━━━━━ RECORDS FOR THE TASK
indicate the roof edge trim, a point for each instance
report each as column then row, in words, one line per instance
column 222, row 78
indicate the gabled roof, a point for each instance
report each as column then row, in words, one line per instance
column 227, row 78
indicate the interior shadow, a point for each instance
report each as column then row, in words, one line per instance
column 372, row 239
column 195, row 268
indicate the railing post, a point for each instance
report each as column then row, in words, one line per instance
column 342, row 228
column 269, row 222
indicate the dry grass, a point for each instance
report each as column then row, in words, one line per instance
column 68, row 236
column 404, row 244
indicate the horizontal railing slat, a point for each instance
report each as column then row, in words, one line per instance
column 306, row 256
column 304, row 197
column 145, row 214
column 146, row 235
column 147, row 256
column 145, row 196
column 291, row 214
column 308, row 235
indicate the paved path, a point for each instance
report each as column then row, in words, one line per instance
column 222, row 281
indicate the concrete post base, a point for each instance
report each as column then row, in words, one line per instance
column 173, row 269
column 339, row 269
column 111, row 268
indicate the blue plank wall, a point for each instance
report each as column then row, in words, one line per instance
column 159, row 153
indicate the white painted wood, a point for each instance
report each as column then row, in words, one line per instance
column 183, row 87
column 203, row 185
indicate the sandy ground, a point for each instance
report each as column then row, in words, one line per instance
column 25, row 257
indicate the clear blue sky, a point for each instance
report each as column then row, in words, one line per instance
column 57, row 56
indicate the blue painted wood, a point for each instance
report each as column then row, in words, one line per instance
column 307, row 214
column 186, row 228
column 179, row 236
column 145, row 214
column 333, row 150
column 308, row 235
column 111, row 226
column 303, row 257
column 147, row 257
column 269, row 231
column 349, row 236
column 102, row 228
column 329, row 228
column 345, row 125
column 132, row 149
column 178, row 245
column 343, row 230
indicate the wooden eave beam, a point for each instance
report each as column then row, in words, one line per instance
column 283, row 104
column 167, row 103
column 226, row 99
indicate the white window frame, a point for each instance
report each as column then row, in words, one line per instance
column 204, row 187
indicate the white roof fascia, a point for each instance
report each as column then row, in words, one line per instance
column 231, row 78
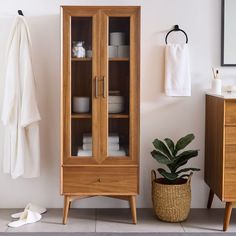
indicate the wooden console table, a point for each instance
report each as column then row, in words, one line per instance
column 220, row 151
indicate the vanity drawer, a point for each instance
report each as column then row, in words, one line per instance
column 230, row 112
column 100, row 180
column 230, row 184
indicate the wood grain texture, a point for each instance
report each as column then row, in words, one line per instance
column 228, row 210
column 210, row 199
column 230, row 135
column 230, row 184
column 230, row 112
column 132, row 202
column 99, row 181
column 230, row 156
column 214, row 144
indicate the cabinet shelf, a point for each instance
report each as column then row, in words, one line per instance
column 81, row 116
column 88, row 115
column 81, row 59
column 119, row 59
column 118, row 116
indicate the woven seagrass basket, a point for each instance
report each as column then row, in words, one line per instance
column 171, row 203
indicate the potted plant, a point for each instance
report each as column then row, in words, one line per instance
column 171, row 194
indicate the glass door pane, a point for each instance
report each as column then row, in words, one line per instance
column 118, row 87
column 81, row 87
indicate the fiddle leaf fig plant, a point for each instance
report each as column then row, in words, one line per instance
column 168, row 153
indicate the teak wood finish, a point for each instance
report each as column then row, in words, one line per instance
column 220, row 152
column 100, row 175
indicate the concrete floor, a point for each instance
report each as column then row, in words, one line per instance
column 119, row 220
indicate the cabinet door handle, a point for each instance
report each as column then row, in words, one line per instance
column 104, row 87
column 96, row 86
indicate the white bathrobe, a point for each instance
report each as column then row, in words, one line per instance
━━━━━━━━━━
Lay out every line of the records above as a Markdown table with the columns Row and Line, numbering each row and omitting blank lines. Leave the pictures out of the answer.

▸ **TASK RESPONSE**:
| Row | Line |
|---|---|
| 1 | indicate the roof edge trim, a point for each instance |
| 2 | report each as column then row, in words, one line per instance |
| 3 | column 222, row 78 |
| 4 | indicate the gabled roof, a point for each instance |
| 5 | report each as column then row, in words, one line per instance |
| 6 | column 227, row 78 |
| 7 | indicate the interior shadow, a point for each instance |
| 8 | report each as column then row, in words, one line per instance |
| 9 | column 372, row 239 |
| 10 | column 195, row 268 |
| 11 | indicate the railing post, a point for each instance |
| 12 | report each as column then row, in words, one line per instance |
| 13 | column 342, row 228 |
| 14 | column 269, row 222 |
| 15 | indicate the dry grass, a point for each instance |
| 16 | report each as column then row, in words, one line per instance |
| 17 | column 68, row 236 |
| 18 | column 404, row 244 |
| 19 | indicate the horizontal railing slat, a point for each instance |
| 20 | report each as column then row, in words, one line per instance |
| 21 | column 306, row 256 |
| 22 | column 304, row 197 |
| 23 | column 145, row 214 |
| 24 | column 146, row 235 |
| 25 | column 147, row 256 |
| 26 | column 145, row 196 |
| 27 | column 291, row 214 |
| 28 | column 308, row 235 |
| 29 | indicate the paved path, a point for each instance |
| 30 | report each as column then row, in words, one line per instance |
| 31 | column 222, row 281 |
| 32 | indicate the concrete post base, a point for each instance |
| 33 | report each as column then row, in words, one line per instance |
| 34 | column 173, row 269 |
| 35 | column 339, row 269 |
| 36 | column 111, row 268 |
| 37 | indicate the blue plank wall, a point for each instance |
| 38 | report each as column then row, in words, one line per instance |
| 39 | column 159, row 153 |
| 40 | indicate the white painted wood, a point for each instance |
| 41 | report each as column then row, in words, one line per instance |
| 42 | column 183, row 87 |
| 43 | column 203, row 185 |
| 44 | indicate the sandy ground, a point for each instance |
| 45 | report each as column then row, in words, one line per instance |
| 46 | column 25, row 257 |
| 47 | indicate the clear blue sky, a point for each instance |
| 48 | report each as column then row, in words, one line per instance |
| 49 | column 57, row 56 |
| 50 | indicate the blue painted wood, a point for each instance |
| 51 | report each as column then row, in words, one line per instance |
| 52 | column 307, row 214 |
| 53 | column 186, row 228 |
| 54 | column 179, row 236 |
| 55 | column 145, row 214 |
| 56 | column 333, row 150 |
| 57 | column 308, row 235 |
| 58 | column 111, row 226 |
| 59 | column 303, row 257 |
| 60 | column 147, row 257 |
| 61 | column 269, row 231 |
| 62 | column 349, row 236 |
| 63 | column 102, row 228 |
| 64 | column 329, row 228 |
| 65 | column 345, row 125 |
| 66 | column 132, row 149 |
| 67 | column 178, row 245 |
| 68 | column 343, row 230 |
| 69 | indicate the wooden eave beam, a point for each instance |
| 70 | report each as column then row, in words, one line per instance |
| 71 | column 283, row 104 |
| 72 | column 167, row 103 |
| 73 | column 226, row 99 |
| 74 | indicate the white window frame, a point for each instance |
| 75 | report each as column then row, in words, one line per instance |
| 76 | column 204, row 187 |
| 77 | indicate the white roof fascia, a point for each instance |
| 78 | report each as column then row, in words, one line per instance |
| 79 | column 231, row 78 |
| 80 | indicate the wooden console table, a point for each instance |
| 81 | report each as column then row, in words, one line per instance |
| 82 | column 220, row 151 |
| 83 | indicate the vanity drawer, a point for each instance |
| 84 | report each as column then row, in words, one line per instance |
| 85 | column 230, row 112 |
| 86 | column 100, row 180 |
| 87 | column 230, row 184 |
| 88 | indicate the wood grain texture, a point for each instance |
| 89 | report each as column then row, in words, one line per instance |
| 90 | column 228, row 210 |
| 91 | column 210, row 199 |
| 92 | column 230, row 135 |
| 93 | column 230, row 184 |
| 94 | column 230, row 112 |
| 95 | column 132, row 202 |
| 96 | column 99, row 181 |
| 97 | column 230, row 156 |
| 98 | column 214, row 144 |
| 99 | indicate the cabinet shelf, a point for each instance |
| 100 | report each as column then row, in words, one line per instance |
| 101 | column 81, row 116 |
| 102 | column 88, row 115 |
| 103 | column 81, row 59 |
| 104 | column 119, row 59 |
| 105 | column 118, row 116 |
| 106 | indicate the woven seagrass basket, a point for each instance |
| 107 | report each as column then row, in words, one line per instance |
| 108 | column 171, row 203 |
| 109 | indicate the potted plant, a point for each instance |
| 110 | report each as column then row, in words, one line per instance |
| 111 | column 171, row 194 |
| 112 | indicate the glass door pane, a point for each instance |
| 113 | report each as column then row, in words, one line per instance |
| 114 | column 118, row 87 |
| 115 | column 81, row 87 |
| 116 | indicate the fiddle leaf fig plant, a point for each instance |
| 117 | report each as column then row, in words, one line per instance |
| 118 | column 168, row 153 |
| 119 | indicate the teak wood finish, a point for each instance |
| 120 | report each as column then row, in words, one line per instance |
| 121 | column 220, row 152 |
| 122 | column 100, row 175 |
| 123 | indicate the concrete floor, a point for each instance |
| 124 | report each as column then row, in words, one line per instance |
| 125 | column 119, row 220 |
| 126 | indicate the cabinet door handle, a point for each instance |
| 127 | report each as column then row, in words, one line per instance |
| 128 | column 104, row 87 |
| 129 | column 96, row 86 |
| 130 | indicate the white bathrobe, a point for each instance |
| 131 | report each as column then row, in words, one line per instance |